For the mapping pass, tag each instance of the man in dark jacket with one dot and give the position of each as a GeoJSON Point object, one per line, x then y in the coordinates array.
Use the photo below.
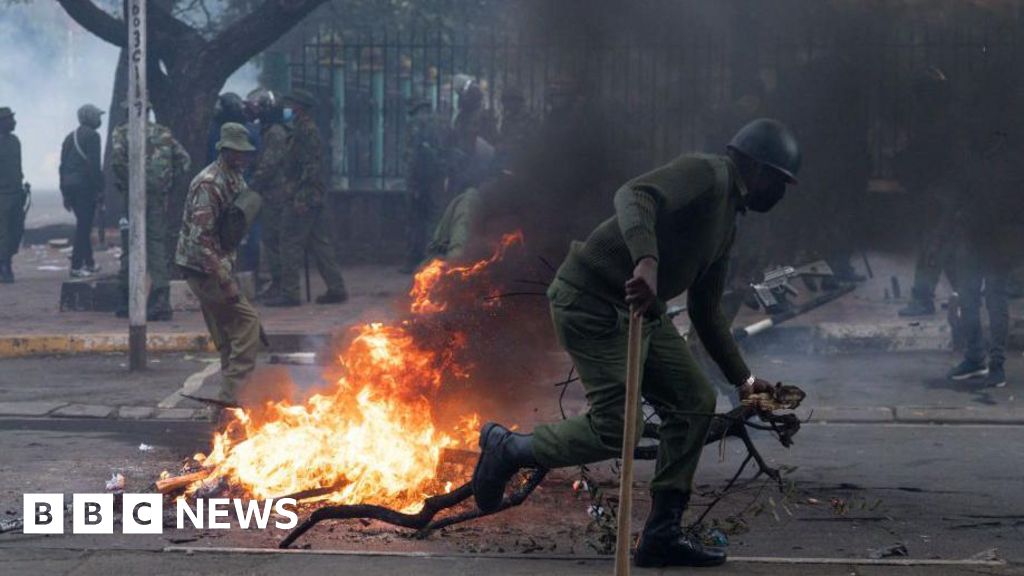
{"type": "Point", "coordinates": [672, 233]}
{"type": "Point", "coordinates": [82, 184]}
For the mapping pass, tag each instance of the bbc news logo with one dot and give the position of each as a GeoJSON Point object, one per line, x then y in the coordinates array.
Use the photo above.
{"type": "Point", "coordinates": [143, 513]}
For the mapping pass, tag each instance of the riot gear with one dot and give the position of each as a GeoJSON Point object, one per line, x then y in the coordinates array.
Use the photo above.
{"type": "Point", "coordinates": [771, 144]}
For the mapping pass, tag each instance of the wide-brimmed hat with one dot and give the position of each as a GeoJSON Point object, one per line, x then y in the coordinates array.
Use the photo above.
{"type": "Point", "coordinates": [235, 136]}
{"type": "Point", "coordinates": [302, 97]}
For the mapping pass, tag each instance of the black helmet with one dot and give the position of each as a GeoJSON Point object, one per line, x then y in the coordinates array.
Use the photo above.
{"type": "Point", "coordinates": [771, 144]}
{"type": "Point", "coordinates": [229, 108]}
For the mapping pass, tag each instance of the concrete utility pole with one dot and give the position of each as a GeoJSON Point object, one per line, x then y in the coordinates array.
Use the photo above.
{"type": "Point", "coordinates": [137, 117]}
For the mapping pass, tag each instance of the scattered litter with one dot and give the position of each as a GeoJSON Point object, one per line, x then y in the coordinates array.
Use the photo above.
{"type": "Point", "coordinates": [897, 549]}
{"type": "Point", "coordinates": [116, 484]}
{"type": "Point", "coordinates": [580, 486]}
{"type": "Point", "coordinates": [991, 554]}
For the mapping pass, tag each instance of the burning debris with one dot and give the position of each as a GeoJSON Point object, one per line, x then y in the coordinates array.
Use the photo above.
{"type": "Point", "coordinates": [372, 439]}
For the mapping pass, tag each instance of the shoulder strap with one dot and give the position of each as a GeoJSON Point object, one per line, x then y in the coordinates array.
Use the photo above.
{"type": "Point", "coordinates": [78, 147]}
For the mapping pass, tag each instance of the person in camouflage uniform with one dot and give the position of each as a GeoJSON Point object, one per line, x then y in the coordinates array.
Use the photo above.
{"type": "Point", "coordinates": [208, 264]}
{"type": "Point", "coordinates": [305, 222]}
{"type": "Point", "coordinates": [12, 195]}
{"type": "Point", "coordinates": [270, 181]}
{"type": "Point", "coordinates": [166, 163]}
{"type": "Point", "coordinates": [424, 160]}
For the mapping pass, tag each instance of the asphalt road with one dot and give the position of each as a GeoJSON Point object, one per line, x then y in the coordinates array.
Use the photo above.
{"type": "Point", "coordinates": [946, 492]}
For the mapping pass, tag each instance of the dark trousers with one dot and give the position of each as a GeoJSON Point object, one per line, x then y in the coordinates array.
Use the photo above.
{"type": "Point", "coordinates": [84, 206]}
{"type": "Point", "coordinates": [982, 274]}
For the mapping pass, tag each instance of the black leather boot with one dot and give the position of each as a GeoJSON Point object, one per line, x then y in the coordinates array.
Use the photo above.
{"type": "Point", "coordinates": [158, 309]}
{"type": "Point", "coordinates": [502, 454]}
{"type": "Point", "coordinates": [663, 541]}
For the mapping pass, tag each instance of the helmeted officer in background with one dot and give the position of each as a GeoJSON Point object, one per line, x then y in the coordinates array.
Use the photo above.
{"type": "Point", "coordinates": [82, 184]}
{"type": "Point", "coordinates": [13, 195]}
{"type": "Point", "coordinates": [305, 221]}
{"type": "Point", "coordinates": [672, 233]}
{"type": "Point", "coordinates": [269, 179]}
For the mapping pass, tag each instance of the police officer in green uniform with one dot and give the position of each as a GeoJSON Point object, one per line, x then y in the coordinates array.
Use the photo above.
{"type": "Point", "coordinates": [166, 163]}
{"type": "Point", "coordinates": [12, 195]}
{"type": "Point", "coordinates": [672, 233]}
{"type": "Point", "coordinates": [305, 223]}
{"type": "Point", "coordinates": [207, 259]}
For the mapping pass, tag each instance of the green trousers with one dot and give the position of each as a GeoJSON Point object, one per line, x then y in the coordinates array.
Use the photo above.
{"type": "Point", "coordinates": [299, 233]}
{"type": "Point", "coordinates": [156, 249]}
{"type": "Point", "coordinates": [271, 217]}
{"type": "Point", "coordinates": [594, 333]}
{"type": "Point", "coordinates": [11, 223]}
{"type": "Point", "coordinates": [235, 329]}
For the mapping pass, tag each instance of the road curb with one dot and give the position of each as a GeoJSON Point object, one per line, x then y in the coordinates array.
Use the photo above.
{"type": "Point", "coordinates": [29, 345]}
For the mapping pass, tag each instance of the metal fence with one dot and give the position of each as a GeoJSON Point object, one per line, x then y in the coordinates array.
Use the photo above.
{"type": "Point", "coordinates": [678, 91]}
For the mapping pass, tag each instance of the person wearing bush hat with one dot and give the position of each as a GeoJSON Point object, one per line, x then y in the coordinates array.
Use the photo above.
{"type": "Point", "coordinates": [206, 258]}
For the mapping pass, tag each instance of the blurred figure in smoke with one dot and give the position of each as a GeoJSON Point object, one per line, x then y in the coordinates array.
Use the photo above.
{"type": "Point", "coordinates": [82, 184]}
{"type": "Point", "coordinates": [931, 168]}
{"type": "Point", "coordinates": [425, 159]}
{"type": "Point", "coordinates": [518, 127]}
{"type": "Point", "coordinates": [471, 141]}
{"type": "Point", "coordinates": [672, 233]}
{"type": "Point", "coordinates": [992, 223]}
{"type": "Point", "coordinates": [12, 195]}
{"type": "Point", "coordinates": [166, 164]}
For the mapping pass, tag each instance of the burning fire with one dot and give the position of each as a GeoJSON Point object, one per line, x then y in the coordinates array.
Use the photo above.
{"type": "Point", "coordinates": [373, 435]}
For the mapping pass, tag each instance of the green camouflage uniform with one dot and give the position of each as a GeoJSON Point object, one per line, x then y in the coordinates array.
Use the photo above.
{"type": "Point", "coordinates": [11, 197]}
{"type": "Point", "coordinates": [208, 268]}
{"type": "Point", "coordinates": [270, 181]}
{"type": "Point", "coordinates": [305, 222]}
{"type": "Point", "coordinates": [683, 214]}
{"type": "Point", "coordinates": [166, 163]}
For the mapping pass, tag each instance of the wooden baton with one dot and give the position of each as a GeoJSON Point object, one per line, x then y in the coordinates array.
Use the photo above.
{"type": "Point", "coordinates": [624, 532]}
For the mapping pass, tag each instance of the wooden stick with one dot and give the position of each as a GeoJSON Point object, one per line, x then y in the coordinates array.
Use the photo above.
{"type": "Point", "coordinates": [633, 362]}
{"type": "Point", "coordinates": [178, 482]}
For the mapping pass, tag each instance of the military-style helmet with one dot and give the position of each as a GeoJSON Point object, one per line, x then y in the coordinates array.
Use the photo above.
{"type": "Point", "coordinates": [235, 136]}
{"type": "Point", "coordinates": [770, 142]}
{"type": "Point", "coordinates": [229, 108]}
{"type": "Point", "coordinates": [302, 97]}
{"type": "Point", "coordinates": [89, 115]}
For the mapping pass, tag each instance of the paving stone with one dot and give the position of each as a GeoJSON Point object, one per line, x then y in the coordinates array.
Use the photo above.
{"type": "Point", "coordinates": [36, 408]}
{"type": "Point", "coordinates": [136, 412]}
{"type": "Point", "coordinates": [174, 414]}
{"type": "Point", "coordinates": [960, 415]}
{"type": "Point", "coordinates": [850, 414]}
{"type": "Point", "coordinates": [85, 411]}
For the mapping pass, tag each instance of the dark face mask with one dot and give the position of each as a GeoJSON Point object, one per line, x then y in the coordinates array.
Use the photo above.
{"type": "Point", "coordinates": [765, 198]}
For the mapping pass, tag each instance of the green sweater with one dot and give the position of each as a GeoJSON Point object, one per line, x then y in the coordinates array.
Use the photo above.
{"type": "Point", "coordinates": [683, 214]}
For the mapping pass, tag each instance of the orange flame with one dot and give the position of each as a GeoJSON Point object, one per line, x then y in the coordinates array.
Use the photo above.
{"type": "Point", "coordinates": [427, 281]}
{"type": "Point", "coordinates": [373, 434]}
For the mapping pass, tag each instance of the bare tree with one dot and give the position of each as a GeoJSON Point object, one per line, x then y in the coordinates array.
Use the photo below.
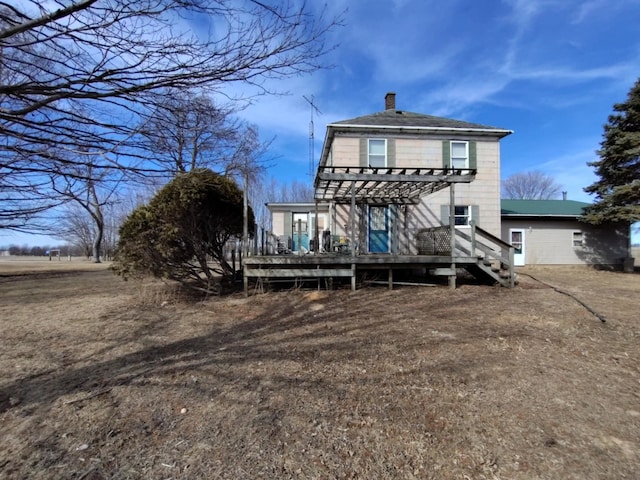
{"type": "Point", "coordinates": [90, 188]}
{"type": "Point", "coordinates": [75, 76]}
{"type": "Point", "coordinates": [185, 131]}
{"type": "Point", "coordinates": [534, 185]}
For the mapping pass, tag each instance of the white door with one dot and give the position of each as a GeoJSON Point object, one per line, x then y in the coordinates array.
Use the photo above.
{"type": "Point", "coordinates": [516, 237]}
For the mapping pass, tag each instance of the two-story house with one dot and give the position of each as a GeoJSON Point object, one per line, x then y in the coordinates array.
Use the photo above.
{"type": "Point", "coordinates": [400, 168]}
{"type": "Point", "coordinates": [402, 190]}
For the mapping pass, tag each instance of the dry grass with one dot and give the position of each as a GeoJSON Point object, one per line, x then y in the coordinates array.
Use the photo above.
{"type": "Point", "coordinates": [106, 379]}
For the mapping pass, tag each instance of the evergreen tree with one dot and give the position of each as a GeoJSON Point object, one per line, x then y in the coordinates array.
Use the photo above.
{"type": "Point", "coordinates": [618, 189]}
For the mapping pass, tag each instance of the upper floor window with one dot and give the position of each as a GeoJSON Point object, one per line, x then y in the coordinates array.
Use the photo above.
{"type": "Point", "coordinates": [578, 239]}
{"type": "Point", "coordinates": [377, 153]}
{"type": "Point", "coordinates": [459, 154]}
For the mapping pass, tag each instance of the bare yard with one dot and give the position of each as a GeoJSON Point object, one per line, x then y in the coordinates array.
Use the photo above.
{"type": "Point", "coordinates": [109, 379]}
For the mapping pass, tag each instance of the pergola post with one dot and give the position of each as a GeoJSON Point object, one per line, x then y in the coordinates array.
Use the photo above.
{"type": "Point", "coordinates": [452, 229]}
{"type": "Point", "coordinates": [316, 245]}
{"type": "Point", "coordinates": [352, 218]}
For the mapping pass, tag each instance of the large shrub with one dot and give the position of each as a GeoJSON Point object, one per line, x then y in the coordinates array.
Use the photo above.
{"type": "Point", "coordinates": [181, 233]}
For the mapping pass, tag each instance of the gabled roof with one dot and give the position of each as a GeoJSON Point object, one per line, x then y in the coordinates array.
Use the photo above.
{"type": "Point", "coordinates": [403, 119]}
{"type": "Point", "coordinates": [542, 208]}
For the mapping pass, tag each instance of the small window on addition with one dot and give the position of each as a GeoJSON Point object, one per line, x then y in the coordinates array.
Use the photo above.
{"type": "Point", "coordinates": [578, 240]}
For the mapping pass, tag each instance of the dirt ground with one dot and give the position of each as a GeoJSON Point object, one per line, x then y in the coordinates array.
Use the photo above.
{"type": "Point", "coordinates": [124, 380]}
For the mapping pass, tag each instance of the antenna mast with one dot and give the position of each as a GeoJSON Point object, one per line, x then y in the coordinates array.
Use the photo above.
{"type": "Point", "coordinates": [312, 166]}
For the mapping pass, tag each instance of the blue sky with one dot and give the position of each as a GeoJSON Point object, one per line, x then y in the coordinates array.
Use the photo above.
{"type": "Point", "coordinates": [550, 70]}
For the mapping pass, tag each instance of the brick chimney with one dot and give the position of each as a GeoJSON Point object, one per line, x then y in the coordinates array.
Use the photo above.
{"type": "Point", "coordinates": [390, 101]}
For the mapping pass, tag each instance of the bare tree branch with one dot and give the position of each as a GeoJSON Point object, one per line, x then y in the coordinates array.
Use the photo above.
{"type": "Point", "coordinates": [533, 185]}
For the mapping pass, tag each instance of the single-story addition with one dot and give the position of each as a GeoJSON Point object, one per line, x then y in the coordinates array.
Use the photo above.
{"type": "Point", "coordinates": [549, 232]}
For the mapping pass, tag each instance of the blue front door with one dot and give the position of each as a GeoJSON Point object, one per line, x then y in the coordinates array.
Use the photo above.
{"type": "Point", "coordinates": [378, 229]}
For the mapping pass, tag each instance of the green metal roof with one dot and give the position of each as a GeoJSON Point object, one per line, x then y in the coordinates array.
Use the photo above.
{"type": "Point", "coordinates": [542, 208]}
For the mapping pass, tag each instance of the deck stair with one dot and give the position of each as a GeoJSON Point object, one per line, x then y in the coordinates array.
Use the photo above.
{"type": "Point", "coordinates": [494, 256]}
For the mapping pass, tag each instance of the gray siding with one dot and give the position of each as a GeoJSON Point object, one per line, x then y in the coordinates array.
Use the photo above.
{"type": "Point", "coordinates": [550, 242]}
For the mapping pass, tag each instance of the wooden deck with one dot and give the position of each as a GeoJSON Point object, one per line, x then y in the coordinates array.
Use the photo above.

Aim of the exercise: Give back exactly the lines from the one containing "For the mapping pass, tag each instance of the single-story" to the end of the material, both ends included.

Task result:
For the mapping pass, tag each instance of the single-story addition with one dot and give the position of each as a GeoJSON Point object, one per line, x then y in the coordinates array.
Use the photo above.
{"type": "Point", "coordinates": [549, 232]}
For the mapping pass, tag each instance of the blue front door with one dot and give the position of each as a GeoJSON Point object, one per line, x then y in the coordinates array.
Use the photo above.
{"type": "Point", "coordinates": [378, 229]}
For the mapping pass, tag each instance of the green metal roof with one dot and give the position of each as a GeoJSON Point object, one per line, x then y in the coordinates array.
Use the photo above.
{"type": "Point", "coordinates": [542, 208]}
For the mapping pass, tag each instance of the deck stair with one dot and give the position of each as a GeoJSON Point object, one per line, x then y in the coordinates array.
Use the photo above.
{"type": "Point", "coordinates": [494, 256]}
For the mapping pass, tag each instance of the gray siding with one dot and give the position of each as a GeoJSON Point object, one per line, x then y in the coordinates array.
Use the photo above.
{"type": "Point", "coordinates": [550, 242]}
For the mapping pass, tag each instance of the wooden deck with one dot and give the position of each as a GeoJSON Point object, one per line, x then y in the coordinates array.
Use the photo above.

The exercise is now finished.